Return only the lines starting at the line that contains "of the clear" and ending with the final line of the listing; include both endpoints.

• Data extract:
** start **

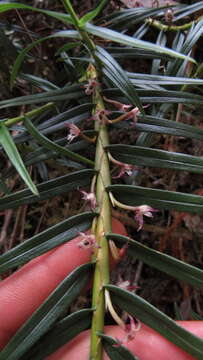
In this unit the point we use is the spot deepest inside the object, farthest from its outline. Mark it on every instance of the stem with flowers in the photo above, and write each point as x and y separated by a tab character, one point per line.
103	222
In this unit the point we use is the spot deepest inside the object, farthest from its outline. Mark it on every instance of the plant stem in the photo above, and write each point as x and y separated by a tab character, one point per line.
103	225
29	114
68	6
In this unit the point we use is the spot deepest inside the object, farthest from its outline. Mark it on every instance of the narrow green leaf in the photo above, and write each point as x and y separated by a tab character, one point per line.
6	6
114	351
70	92
45	241
149	315
164	126
143	156
186	10
3	187
48	144
92	14
63	331
118	77
137	78
130	41
159	199
154	96
163	262
48	189
44	317
15	158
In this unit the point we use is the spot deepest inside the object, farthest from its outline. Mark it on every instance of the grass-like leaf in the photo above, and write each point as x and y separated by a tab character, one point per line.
70	92
6	6
48	144
163	126
148	314
74	115
114	351
160	261
187	10
48	189
45	241
137	78
118	77
44	317
130	41
63	331
11	150
92	14
159	199
143	156
163	96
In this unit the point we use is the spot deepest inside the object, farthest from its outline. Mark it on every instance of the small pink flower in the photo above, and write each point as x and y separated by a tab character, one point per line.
101	116
90	86
126	285
143	210
89	197
125	169
74	132
132	3
88	241
118	105
130	330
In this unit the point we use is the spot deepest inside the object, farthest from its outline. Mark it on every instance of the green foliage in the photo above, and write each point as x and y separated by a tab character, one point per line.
96	78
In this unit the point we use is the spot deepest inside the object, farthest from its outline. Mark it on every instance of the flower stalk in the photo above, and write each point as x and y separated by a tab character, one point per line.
103	224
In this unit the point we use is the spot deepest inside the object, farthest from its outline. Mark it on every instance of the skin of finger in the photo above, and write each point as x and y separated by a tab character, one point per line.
146	345
23	292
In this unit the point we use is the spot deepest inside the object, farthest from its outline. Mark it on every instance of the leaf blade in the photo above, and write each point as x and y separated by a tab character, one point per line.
15	158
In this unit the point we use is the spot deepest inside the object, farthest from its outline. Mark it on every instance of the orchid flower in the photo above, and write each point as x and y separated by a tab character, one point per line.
143	210
74	132
89	197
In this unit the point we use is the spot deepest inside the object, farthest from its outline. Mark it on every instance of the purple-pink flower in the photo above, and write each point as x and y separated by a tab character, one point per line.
143	210
90	198
87	241
90	86
130	331
125	169
74	131
118	105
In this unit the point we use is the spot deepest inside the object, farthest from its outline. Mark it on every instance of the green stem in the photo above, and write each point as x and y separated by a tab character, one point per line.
68	6
103	225
158	25
29	114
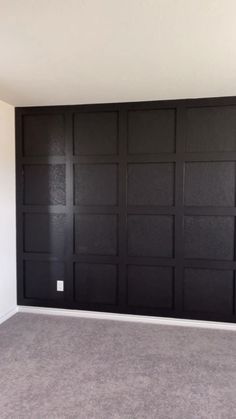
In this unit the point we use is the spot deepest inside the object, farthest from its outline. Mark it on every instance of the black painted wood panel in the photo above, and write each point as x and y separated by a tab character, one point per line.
132	205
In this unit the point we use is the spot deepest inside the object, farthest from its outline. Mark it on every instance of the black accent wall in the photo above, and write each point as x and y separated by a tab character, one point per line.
132	205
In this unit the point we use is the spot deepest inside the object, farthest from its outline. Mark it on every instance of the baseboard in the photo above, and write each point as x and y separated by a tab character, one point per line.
8	314
167	321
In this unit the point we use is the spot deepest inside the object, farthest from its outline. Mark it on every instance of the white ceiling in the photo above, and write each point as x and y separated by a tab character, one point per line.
87	51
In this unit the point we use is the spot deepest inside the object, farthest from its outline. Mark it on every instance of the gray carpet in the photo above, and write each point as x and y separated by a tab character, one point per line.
55	367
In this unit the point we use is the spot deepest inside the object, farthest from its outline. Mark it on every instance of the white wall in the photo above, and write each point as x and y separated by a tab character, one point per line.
88	51
7	212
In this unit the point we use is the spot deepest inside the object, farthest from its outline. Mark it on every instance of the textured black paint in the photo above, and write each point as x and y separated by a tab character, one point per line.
132	205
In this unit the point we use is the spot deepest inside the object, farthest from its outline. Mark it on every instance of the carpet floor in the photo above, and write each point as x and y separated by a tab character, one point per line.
60	367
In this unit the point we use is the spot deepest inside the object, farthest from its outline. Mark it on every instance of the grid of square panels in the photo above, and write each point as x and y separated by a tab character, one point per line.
209	222
44	200
95	198
150	199
145	201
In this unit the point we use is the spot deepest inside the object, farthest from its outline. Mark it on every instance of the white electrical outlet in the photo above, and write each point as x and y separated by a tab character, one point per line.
60	286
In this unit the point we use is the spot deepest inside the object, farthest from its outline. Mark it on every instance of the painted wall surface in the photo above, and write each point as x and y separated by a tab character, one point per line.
7	211
89	51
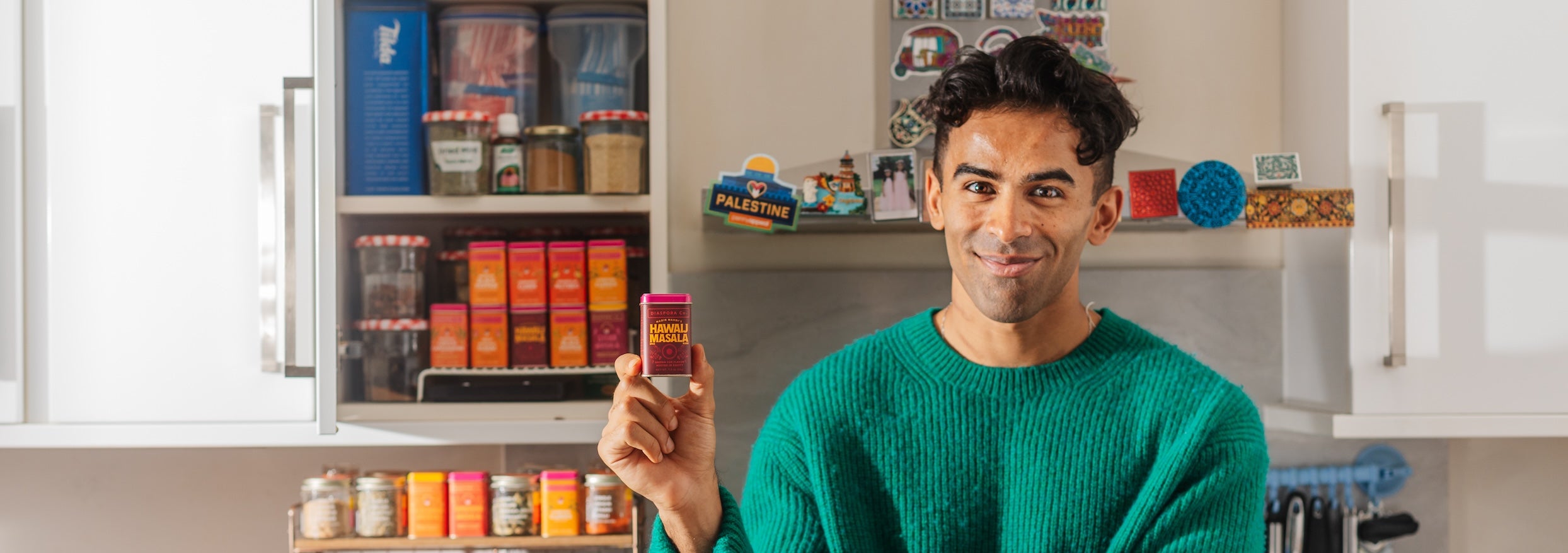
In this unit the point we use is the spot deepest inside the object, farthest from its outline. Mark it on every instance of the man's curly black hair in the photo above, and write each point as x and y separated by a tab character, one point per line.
1035	74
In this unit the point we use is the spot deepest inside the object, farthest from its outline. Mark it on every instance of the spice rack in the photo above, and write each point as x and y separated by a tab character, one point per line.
466	544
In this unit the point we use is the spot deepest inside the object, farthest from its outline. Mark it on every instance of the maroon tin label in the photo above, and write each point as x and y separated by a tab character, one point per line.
667	340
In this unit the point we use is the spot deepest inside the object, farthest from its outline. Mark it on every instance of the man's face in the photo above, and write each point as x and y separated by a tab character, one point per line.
1017	209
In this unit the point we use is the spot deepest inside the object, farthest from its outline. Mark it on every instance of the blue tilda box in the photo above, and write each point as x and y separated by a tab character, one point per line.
386	74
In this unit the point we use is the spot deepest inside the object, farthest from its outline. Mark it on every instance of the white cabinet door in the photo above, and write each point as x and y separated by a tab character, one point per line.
162	125
11	308
1485	208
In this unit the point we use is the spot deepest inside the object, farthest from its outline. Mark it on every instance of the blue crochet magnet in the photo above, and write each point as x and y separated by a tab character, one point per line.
1213	194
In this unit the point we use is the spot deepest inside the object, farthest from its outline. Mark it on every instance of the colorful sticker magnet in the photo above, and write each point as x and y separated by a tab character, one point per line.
1277	168
836	194
914	8
1012	8
996	38
1302	208
1076	27
1213	194
1153	194
907	126
1079	5
753	199
926	50
963	8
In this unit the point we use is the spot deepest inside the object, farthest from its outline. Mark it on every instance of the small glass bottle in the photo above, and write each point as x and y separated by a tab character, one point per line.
512	505
323	508
608	505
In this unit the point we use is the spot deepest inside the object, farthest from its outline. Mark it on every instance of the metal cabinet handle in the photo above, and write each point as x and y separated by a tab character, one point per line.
1396	233
278	332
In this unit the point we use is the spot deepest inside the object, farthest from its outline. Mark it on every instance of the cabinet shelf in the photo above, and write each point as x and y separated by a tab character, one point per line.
405	544
491	205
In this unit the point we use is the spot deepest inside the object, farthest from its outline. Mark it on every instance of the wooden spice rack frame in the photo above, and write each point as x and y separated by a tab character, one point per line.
468	544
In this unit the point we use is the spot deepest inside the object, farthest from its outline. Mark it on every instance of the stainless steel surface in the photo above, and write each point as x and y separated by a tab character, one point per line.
1396	233
292	366
267	235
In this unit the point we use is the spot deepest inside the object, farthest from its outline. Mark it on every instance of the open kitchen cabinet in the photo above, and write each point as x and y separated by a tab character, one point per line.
1441	311
187	242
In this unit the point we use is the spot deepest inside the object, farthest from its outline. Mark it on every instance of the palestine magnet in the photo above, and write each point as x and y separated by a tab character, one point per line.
1012	8
914	8
926	50
1213	194
996	38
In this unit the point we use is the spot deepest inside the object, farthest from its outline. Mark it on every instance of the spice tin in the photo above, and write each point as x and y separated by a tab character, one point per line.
468	513
449	335
427	505
490	337
558	503
567	274
568	337
667	335
488	274
526	269
609	338
531	338
606	271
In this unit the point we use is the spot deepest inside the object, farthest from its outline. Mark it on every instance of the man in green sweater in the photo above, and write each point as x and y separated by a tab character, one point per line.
1013	418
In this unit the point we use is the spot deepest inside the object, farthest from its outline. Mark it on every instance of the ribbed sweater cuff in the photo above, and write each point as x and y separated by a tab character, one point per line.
731	532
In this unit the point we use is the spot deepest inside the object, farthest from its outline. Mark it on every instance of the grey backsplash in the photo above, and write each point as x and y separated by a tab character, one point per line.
764	327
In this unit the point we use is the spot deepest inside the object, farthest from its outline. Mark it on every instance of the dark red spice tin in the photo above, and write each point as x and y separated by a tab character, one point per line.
667	335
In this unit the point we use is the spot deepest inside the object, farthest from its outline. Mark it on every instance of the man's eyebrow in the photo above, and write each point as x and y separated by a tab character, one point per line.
966	168
1052	175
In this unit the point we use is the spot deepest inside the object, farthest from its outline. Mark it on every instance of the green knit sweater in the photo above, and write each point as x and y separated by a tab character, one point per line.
901	443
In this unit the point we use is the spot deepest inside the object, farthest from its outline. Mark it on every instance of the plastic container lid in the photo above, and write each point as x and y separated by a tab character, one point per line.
457	115
507	125
375	241
667	298
393	324
488	11
614	115
596	13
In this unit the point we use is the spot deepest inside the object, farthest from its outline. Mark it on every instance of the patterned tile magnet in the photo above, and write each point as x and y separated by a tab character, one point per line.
1277	168
1079	5
1302	208
1213	194
926	50
996	38
1153	194
1087	27
914	8
1012	8
907	126
963	8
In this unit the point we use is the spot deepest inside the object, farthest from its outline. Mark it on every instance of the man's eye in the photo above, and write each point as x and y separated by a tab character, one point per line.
977	187
1046	192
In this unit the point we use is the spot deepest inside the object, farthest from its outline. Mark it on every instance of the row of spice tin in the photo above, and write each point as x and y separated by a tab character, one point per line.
464	505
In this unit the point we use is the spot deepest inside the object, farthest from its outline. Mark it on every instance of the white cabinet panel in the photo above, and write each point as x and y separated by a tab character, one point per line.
154	158
1487	241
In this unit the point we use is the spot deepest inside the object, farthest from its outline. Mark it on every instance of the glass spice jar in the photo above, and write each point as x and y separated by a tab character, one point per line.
512	505
553	159
378	503
608	505
323	508
393	276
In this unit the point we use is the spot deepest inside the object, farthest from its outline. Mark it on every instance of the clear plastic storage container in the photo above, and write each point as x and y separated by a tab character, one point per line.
393	276
596	49
490	60
615	151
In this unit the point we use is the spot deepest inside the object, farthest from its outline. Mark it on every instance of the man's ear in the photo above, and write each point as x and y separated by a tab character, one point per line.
933	199
1107	212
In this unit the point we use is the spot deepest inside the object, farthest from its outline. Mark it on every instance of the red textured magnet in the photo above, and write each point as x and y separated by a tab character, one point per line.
1153	194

** end **

• Solution below:
In this unit the point we use is the spot deepest inside the object, farthest from its outline. Mark it on every instance of the clear plastic storage container in the photo above, and write each point as x and y separated by a tab character, one point per line.
393	276
596	49
490	60
615	151
In this unit the point we use is the spot deepest inside the object, farthest from its outline. Mark it on every instance of the man's ear in the photo above, and write each point as x and y separated by a tab character, one point per line.
933	199
1107	212
In this unit the point we use is the spot deepest inside the object, farthest from its outline. Mark it on every instance of the red textured magnet in the photo above, and write each point as x and y separated by a tab character, one point per line.
1153	194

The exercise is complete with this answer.